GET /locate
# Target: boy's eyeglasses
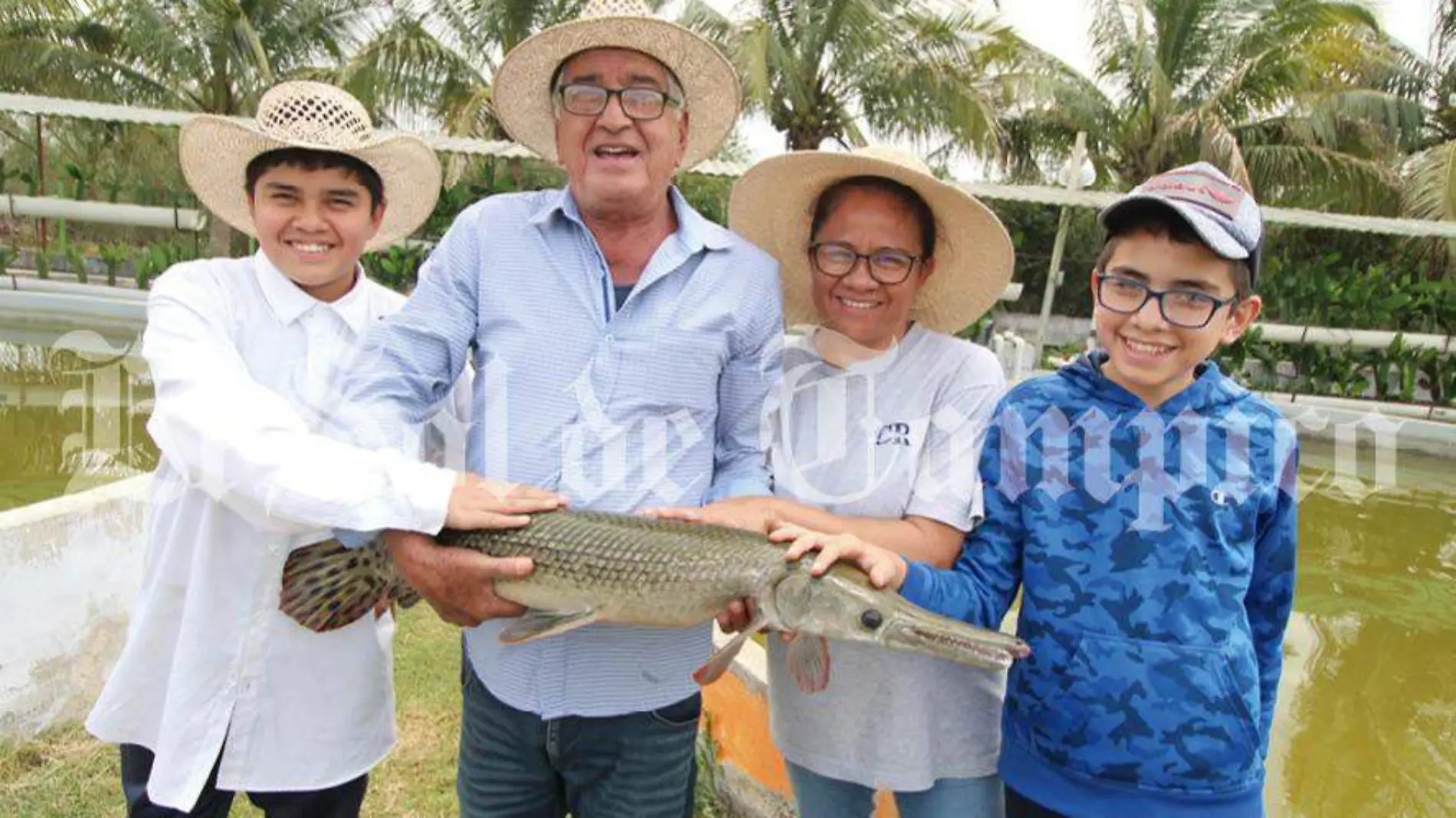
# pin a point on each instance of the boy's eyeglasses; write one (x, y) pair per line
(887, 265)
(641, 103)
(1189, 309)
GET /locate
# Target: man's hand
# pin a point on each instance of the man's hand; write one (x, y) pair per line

★ ★ ★ ★

### Objective
Copy out all of the data above line for line without any changes, but leave out the pictures.

### Expected answer
GET /locate
# Target: boy's eyeglasses
# pin a point on each instance of the boy's eyeglasses; write one (x, y) pair per line
(887, 265)
(641, 103)
(1189, 309)
GET /locate
# Target: man's hand
# pin a point on each instance of the man's hand; write one (x, y) pair per line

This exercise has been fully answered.